***** Given records
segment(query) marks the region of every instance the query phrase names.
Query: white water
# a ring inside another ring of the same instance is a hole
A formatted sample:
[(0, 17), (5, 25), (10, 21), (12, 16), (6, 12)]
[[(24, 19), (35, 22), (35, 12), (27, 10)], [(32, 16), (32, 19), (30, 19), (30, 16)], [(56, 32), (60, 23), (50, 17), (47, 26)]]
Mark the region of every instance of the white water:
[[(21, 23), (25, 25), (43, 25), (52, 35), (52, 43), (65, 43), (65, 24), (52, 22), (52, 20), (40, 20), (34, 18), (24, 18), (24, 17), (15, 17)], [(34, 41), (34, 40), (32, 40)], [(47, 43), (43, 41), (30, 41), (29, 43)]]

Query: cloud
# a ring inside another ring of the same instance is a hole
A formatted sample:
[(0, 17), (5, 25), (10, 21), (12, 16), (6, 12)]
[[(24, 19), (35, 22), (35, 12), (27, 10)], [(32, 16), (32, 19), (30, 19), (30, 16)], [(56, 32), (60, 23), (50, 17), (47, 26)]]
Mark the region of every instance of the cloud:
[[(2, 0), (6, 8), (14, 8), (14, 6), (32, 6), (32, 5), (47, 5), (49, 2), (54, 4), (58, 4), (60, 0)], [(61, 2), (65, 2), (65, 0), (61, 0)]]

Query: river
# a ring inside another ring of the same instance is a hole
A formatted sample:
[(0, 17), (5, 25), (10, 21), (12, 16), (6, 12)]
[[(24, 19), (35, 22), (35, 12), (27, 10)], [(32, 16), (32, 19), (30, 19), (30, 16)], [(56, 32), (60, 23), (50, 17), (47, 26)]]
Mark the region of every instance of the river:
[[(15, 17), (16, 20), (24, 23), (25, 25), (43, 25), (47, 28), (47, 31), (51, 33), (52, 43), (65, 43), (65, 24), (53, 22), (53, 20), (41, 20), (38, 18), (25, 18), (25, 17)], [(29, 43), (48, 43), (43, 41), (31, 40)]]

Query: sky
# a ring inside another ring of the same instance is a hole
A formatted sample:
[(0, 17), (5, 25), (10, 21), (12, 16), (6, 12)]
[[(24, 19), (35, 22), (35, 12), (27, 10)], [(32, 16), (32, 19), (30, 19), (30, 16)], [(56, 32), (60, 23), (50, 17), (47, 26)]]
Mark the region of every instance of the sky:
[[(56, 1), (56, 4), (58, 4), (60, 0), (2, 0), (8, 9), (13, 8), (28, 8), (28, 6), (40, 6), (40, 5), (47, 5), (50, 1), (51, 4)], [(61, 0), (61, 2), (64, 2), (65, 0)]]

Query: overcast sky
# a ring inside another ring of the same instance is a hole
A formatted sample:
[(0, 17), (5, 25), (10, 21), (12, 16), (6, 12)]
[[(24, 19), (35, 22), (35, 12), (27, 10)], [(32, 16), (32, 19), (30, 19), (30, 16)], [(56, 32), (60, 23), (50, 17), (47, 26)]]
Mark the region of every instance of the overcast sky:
**********
### [Work required]
Update all the rows by replacing every "formatted sample" with "sample in the expected format", leaving everything else unchanged.

### [Solution for this task]
segment(query) marks the region of every instance the query phrase names.
Query: white water
# a ring inside another ring of the same instance is a hole
A sample in the expected format:
[(0, 17), (5, 25), (10, 21), (12, 16), (6, 12)]
[[(24, 19), (35, 22), (35, 12), (27, 10)], [(32, 16), (32, 19), (30, 19), (30, 16)], [(56, 32), (60, 23), (50, 17), (47, 26)]]
Mark the region of every instance of the white water:
[[(21, 23), (25, 25), (43, 25), (52, 35), (52, 43), (65, 43), (65, 24), (52, 22), (52, 20), (40, 20), (34, 18), (24, 18), (24, 17), (15, 17)], [(34, 41), (34, 40), (32, 40)], [(47, 43), (43, 41), (30, 41), (29, 43)]]

Query: cloud
# a ring inside another ring of the same instance is a hole
A sample in the expected format:
[(0, 17), (5, 25), (10, 21), (12, 16), (6, 12)]
[[(24, 19), (35, 22), (35, 12), (27, 10)], [(32, 16), (32, 19), (30, 19), (30, 16)], [(56, 32), (60, 23), (50, 17), (47, 26)]]
Mark the region of every instance of the cloud:
[[(2, 0), (6, 8), (14, 8), (14, 6), (32, 6), (32, 5), (47, 5), (49, 2), (54, 4), (58, 4), (60, 0)], [(61, 2), (65, 2), (65, 0), (61, 0)]]

Query: river
# a ring inside another ring of the same instance is a hole
A sample in the expected format:
[(0, 17), (5, 25), (10, 21), (12, 16), (6, 12)]
[[(24, 19), (35, 22), (35, 12), (27, 10)], [(32, 16), (32, 19), (30, 19), (30, 16)], [(56, 32), (60, 23), (50, 17), (47, 26)]]
Mark the region of every instance of the river:
[[(15, 17), (16, 20), (24, 23), (25, 25), (43, 25), (47, 28), (47, 31), (51, 33), (52, 43), (65, 43), (65, 24), (53, 22), (53, 20), (41, 20), (38, 18), (25, 18), (25, 17)], [(29, 43), (48, 43), (43, 41), (31, 40)]]

Query: sky
# a ring inside another ring of the same instance is a hole
A sample in the expected format:
[(0, 17), (5, 25), (10, 21), (12, 16), (6, 12)]
[[(24, 19), (35, 22), (35, 12), (27, 10)], [(32, 16), (32, 19), (30, 19), (30, 16)], [(56, 32), (60, 23), (50, 17), (47, 26)]]
Mark the region of every instance of the sky:
[[(56, 1), (56, 4), (58, 4), (60, 0), (2, 0), (8, 9), (13, 8), (28, 8), (28, 6), (40, 6), (40, 5), (47, 5), (50, 1), (51, 4)], [(61, 0), (61, 2), (64, 2), (65, 0)]]

Query: overcast sky
# a ring inside another ring of the same instance is a hole
A sample in the expected format:
[(0, 17), (5, 25), (10, 21), (12, 16), (6, 12)]
[[(24, 19), (35, 22), (35, 12), (27, 10)], [(32, 16), (32, 19), (30, 19), (30, 16)], [(56, 32), (60, 23), (50, 17), (47, 26)]]
Mark the region of every instance of the overcast sky:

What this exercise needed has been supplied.